• SOURCE DOCUMENT
+ + + +

Ray O'Hara - 29 Oct 2006 04:21 GMT > She make her wish known to her classmates that she ____ Hongkong > University to continue her study. > A should go to B would go to C will go to > > The right answer is C, but I choose B and I still can't understand why > the right answer is C. "make" is wrong, it should be made".
"study "should be studies.
wishes instead of wish.
Oleg Lego - 29 Oct 2006 05:46 GMT The cheche entity posted thusly:
>She make her wish known to her classmates that she ____ Hongkong >University to continue her study. > A should go to B would go to C will go to > > The right answer is C, but I choose B and I still can't understand why >the right answer is C. There can be no correct answer to this one, because the sentence itself is flawed.
"She make her wish" is wrong in any context.

+ + + +

• DATA ROWS
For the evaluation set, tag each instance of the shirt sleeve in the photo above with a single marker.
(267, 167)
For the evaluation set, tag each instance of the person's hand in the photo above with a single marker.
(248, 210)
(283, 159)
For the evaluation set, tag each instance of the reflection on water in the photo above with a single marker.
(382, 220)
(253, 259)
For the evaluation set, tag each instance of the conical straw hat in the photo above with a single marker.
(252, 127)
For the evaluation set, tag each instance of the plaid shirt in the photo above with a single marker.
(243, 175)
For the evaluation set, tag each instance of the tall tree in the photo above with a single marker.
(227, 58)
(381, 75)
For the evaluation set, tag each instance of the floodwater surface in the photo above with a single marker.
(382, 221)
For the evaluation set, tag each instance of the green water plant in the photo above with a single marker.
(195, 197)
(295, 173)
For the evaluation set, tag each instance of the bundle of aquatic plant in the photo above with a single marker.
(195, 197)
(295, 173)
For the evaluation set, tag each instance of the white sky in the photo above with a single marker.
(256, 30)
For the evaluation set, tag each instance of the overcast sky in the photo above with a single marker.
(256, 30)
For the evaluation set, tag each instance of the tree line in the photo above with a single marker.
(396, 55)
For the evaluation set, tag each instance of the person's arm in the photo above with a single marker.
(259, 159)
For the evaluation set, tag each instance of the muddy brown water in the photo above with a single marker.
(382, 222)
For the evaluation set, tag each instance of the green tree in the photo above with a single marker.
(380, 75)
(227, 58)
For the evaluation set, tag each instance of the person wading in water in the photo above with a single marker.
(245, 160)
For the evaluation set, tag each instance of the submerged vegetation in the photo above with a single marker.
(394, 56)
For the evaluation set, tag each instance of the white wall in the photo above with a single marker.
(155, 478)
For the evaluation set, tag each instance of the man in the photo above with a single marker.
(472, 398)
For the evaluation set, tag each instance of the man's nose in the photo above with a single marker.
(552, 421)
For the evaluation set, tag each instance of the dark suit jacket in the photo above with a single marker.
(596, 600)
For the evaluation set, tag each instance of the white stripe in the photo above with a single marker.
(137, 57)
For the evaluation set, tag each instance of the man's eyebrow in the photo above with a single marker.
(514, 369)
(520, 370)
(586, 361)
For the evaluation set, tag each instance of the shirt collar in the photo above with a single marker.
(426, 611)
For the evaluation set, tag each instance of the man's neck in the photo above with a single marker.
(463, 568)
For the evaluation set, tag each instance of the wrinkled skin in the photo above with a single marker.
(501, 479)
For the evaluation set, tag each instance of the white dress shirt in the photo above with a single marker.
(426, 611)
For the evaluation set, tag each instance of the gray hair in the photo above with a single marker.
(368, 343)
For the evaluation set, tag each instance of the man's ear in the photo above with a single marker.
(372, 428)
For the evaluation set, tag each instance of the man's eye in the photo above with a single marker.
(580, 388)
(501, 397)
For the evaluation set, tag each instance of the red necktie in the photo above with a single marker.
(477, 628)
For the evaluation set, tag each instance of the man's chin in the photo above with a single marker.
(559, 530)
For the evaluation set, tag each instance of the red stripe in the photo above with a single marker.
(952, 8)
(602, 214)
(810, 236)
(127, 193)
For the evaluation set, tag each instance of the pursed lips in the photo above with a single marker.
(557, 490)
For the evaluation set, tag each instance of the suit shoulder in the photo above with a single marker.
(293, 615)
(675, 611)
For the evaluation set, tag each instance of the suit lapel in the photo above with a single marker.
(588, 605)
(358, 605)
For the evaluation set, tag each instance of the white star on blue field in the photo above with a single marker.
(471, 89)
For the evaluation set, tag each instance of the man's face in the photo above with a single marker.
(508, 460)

+ + + +

• REQUIRED ACTIONS
- a) From the grammar discussion, list each word Ray O'Hara says is wrong, along with the form he says should replace it.
- b) In the grammar discussion, what reason does Oleg Lego give for saying the test sentence can have no correct answer?

• RESULTS FOR THE EXERCISE
- a)
"make" should be "made"
"study" should be "studies"
"wish" should be "wishes"

- b) The sentence itself is flawed.